School Choice

The Arizona State Court of Appeals (a level junior only to the State’s Supreme Court), Division One, ruled on a suit against that state’s creation of an education savings account (officially, Empowerment Scholarship Account) for grades K-12.  The Arizona ESA is designed to provide state funds to help parents send their children to schools of the parents’ choice (and away from failing schools), which might have included church schools.  The state had been sued on that last basis—the potential for state funds to be used in a religious environment.

The Appeals Court, politely, waved the BS flag at the suit:

The ESA does not result in an appropriation of public money to encourage the preference of one religion over another, or religion per se over no religion.  Any aid to religious schools would be a result of the genuine and independent private choices of the parents.  The parents are given numerous ways in which they can educate their children suited to the needs of each child with no preference given to religious or nonreligious schools or programs.  Parents are required only to educate their children in the areas of reading, grammar, mathematics, social studies, and science.

The ESA is neutral in all respects toward religion and directs aid to a broad class of individuals defined without reference to religion.  The ESA is a system of private choice that does not have the effect of advancing religion.  Where ESA funds are spent depends solely upon how parents choose to educate their children.  Eligible school children may choose to remain in public school, attend a religious school, or a nonreligious private school.  They may also use the funds for educational therapies, tutoring services, online learning programs and other curricula, or even at a postsecondary institution.  We therefore concur with the trial court that the ESA does not violate the Religion Clause.

■ ■ ■

-- Task item A --
In the school choice passage, what is the official name of Arizona's education savings account?
-- Task item B --
Reproduce the school choice passage word for word from "The ESA is neutral" to "the Religion Clause.".
-- Task item C --
Write the next part of the passage on the Arizona court ruling about the education savings account, starting after its final sentence.

-- Material supplied --
■ ■ ■

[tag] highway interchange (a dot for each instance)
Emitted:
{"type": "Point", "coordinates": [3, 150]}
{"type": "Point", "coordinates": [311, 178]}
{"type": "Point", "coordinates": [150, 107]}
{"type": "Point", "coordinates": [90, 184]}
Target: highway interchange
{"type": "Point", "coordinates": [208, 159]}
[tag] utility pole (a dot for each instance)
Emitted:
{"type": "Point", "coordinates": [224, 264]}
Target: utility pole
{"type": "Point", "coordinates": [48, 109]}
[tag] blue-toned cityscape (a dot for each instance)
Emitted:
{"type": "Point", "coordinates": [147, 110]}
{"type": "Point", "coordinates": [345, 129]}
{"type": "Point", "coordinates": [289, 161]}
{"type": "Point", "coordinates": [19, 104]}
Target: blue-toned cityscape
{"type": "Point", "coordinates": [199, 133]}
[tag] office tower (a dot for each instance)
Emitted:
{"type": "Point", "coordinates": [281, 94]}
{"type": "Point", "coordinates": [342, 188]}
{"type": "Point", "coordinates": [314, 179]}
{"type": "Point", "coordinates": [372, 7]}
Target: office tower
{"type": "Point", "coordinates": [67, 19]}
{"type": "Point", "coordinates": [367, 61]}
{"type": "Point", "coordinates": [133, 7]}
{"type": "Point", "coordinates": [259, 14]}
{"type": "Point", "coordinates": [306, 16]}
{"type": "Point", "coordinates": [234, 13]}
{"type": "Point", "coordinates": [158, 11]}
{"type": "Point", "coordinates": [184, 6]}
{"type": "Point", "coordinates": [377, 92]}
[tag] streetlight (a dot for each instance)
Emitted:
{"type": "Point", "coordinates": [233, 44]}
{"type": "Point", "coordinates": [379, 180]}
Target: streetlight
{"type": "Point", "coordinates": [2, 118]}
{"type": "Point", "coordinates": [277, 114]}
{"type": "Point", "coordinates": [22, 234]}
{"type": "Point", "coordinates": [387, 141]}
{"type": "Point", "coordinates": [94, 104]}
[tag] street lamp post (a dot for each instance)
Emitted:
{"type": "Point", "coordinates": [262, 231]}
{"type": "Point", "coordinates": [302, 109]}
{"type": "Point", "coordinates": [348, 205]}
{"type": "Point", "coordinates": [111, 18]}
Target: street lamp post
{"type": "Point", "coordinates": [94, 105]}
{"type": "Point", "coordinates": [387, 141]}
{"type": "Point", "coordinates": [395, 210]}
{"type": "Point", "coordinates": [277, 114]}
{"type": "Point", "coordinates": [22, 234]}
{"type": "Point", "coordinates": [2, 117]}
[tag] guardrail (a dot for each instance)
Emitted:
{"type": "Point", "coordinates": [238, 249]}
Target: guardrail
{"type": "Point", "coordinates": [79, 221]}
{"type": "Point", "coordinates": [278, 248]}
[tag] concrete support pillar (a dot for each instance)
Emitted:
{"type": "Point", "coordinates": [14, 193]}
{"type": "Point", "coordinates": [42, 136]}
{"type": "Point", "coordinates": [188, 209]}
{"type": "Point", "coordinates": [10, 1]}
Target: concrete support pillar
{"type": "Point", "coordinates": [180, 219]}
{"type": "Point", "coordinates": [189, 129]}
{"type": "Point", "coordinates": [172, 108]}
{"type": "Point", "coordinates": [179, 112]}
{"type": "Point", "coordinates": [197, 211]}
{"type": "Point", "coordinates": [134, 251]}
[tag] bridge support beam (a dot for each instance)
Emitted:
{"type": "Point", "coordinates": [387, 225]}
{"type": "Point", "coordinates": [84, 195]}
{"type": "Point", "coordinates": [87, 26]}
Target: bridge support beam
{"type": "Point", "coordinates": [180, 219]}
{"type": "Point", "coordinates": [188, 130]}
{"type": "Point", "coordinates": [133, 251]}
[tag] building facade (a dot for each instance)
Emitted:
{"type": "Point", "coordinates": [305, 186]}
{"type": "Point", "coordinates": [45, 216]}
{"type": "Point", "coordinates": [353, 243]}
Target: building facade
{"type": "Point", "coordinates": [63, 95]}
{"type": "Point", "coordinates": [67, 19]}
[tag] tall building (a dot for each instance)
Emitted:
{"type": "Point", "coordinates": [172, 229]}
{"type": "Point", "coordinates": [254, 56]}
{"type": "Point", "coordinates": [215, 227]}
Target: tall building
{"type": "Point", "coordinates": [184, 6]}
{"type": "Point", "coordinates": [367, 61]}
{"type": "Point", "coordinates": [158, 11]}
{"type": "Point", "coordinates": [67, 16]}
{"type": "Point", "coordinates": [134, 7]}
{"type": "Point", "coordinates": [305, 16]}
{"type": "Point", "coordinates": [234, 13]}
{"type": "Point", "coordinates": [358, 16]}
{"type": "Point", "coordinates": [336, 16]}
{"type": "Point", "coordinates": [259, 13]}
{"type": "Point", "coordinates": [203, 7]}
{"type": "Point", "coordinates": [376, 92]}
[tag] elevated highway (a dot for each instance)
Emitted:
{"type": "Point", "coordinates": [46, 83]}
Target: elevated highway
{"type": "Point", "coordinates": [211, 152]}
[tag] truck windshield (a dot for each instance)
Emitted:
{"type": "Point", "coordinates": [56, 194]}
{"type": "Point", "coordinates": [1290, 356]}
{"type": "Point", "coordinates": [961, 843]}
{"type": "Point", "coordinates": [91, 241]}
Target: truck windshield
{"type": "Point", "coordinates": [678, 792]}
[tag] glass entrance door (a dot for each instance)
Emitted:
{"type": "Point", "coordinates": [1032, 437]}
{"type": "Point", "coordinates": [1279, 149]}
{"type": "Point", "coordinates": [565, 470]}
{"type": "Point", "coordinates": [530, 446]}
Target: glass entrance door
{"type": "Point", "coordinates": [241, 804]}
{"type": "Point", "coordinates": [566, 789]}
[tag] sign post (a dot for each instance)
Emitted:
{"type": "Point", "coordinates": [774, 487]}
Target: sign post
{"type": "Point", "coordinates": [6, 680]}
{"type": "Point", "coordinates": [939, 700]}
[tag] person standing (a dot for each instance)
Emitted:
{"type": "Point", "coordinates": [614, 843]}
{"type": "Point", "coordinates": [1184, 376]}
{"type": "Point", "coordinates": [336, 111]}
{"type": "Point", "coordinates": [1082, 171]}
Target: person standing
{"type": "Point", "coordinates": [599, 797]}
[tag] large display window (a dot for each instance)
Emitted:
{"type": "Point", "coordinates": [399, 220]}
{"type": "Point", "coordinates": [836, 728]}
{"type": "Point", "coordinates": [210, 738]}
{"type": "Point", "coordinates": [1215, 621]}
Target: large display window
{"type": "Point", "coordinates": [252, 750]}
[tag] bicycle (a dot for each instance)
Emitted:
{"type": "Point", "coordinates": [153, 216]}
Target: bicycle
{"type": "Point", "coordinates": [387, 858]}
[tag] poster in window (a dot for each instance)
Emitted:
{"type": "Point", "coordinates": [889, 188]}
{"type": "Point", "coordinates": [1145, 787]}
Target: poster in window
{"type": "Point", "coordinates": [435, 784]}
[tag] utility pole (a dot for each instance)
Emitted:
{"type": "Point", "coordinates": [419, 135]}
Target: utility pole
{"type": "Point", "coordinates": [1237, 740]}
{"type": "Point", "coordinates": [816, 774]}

■ ■ ■

-- Final answer A --
Empowerment Scholarship Account

-- Final answer B --
The ESA is neutral in all respects toward religion and directs aid to a broad class of individuals defined without reference to religion.  The ESA is a system of private choice that does not have the effect of advancing religion.  Where ESA funds are spent depends solely upon how parents choose to educate their children.  Eligible school children may choose to remain in public school, attend a religious school, or a nonreligious private school.  They may also use the funds for educational therapies, tutoring services, online learning programs and other curricula, or even at a postsecondary institution.  We therefore concur with the trial court that the ESA does not violate the Religion Clause.

-- Final answer C --
Attorney General Eric Holder might want to keep this in mind as he sues Louisiana over that State’s use of state funds to subsidize parent choice.  The Louisiana case isn’t about separate of church and state, but it is, as was the Arizona case, very much about parents’ choice of schools for their children.

“Parents are required only to educate their children in the areas of reading, grammar, mathematics, social studies, and science.”  They can’t do that much when their children are trapped in failed schools.  Holder needs to get out of the way; the only serious outcome of his winning his suit is to keep Louisiana’s children trapped in that state’s failed public schools and so trapped in poverty.

Failed education is the first, and most important, link in the cycle of poverty.  By functionally denying children an education, Holder will be making it extremely likely that his victims grow up into either of two adult cycles of poverty: poverty and crime, or poverty and government dependence.